### Text provided
Be very wary of applying patches found in mailing lists and on bulletin boards: at worst, they may be planted to trick people into installing a new vulnerability. At best, they are often produced by inexperienced programmers whose systems are unlike yours, so their solutions may cause more damage than they fix.
Upgrading applications
Under Unix-based package management systems, upgrading a package is usually a very simple procedure. For example, to upgrade the bzip2-devel package on a system that uses the RPM package manager:
# ls -l *.rpm-
rw-r--r-- 1 root root 33708 Apr 16 23:15 bzip2-devel-1.0.2-2.i386.rpm
# rpm -K bzip2-devel-1.0.2-2.i386.rpm Check the checksum and signature)
bzip2-devel-1.0.2-2.i386.rpm: md5 OK
# rpm -Uvh bzip2-devel-1.0.2-2.i386.rpm Upgrade the package
Preparing... ########################################### [100%]
1:bzip2-devel ########################################### [100%]
# rpm -q bzip2-devel Confirm that the version is now 1.0.2-2
bzip2-devel-1.0.2-2
Installing a Solaris security patch is similarly easy. After downloaded patch 104489-15.tar.Z from
http://sunsolve.sun.com, the installpatch script bundled inside the patch archive is used to install the appropriate patch:
% ls *.tar.Z
104489-15.tar.Z
% uncompress *.Z
% tar xf 104489-15.tar
% cd 104489-15
% ls
.diPatch* SUNWtltk/ backoutpatch* postbackout*
Install.info* SUNWtltkd/ installpatch* postpatch*
README.104489-15 SUNWtltkm/ patchinfo*
% su
Password: password
# ./installpatch .
Checking installed patches...
Generating list of files to be patched...
Verifying sufficient filesystem capacity (exhaustive method)...
Installing patch packages...
Patch number 104489-15 has been successfully installed.

### Record list
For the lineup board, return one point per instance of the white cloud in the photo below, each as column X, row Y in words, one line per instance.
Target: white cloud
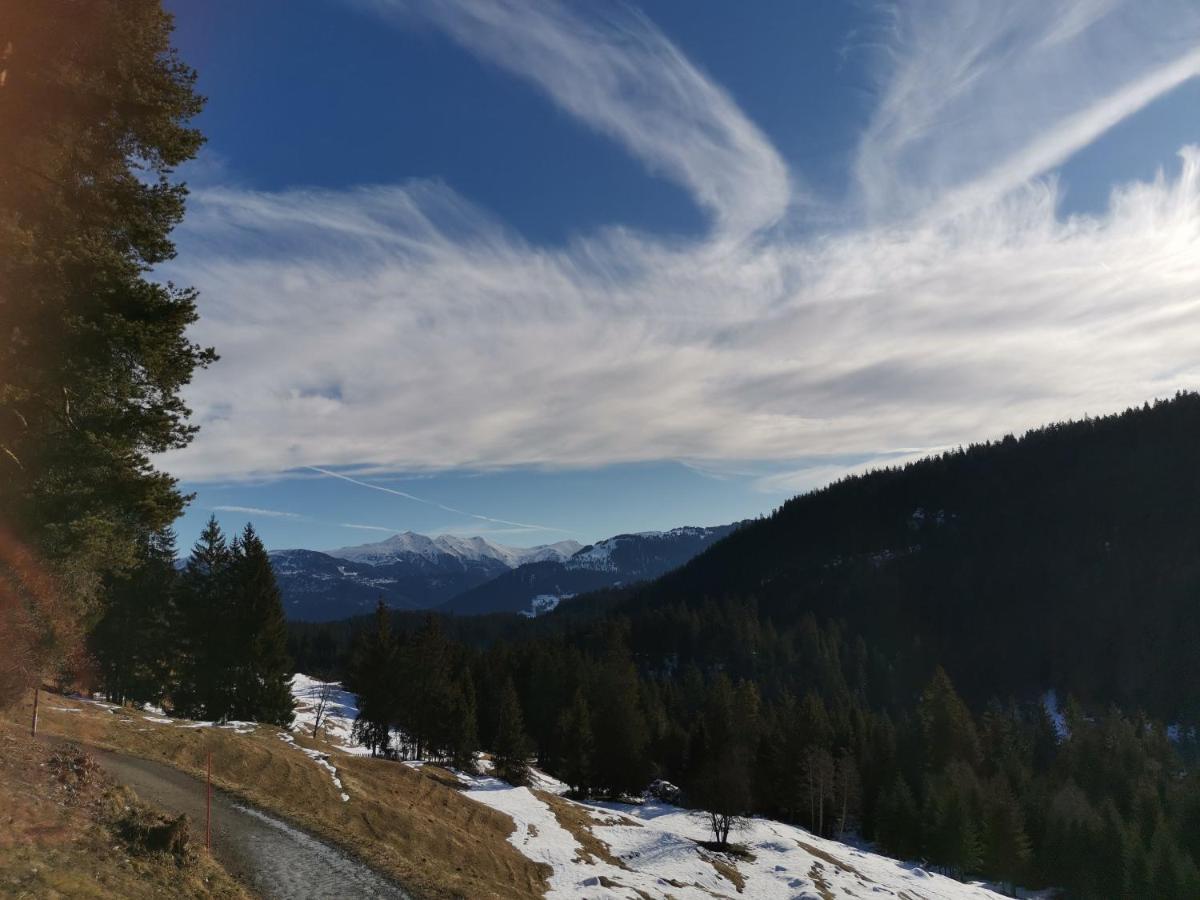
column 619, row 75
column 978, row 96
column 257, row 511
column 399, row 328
...
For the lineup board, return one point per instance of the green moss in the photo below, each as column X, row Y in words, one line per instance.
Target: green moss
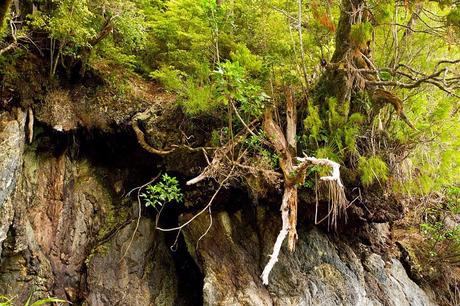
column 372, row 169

### Stated task 1
Transcribe the text on upgrading software and applying patches from "Checking installed patches..." to "Installing patch packages...".
### Stated task 2
How would the text on upgrading software and applying patches go on? Continue it from its last line.

### Expected output 1
Checking installed patches...
Generating list of files to be patched...
Verifying sufficient filesystem capacity (exhaustive method)...
Installing patch packages...

### Expected output 2
See /var/sadm/patch/104489-15/log for details
Executing postpatch script...
Patch packages installed:
SUNWtltk
SUNWtltkd
SUNWtltkm
# showrev -p | egrep 104489
Patch: 104489-01 Obsoletes: Packages: SUNWtltk, SUNWtltkd
Patch: 104489-14 Obsoletes: Packages: SUNWtltk, SUNWtltkd, SUNWtltkm
Patch: 104489-15 Obsoletes: Packages: SUNWtltk, SUNWtltkd, SUNWtltkm
If you’re using source-based management, upgrading involves either a CVS checkout of the updated source code or applying a patch file to the old source code to update it. In either case, the source code must then be recompiled and reinstalled. Here is an example of applying a patch to an application:
% ls -ld *
-rw-rw---- 1 dunemush dunemush 188423 Jul 20 12:07 1.7.5-patch09
drwx------ 10 dunemush dunemush 4096 Jul 4 16:15 pennmush/
% cd pennmush
% patch -p1 -s < ../1.7.5-patch09
% make
....source code compile messages...
% make install
...installation messages...
%
If you’re upgrading a server program, of course, you will need to stop the running server process and restart it to run the newly installed version — simply changing the server program on disk is not sufficient!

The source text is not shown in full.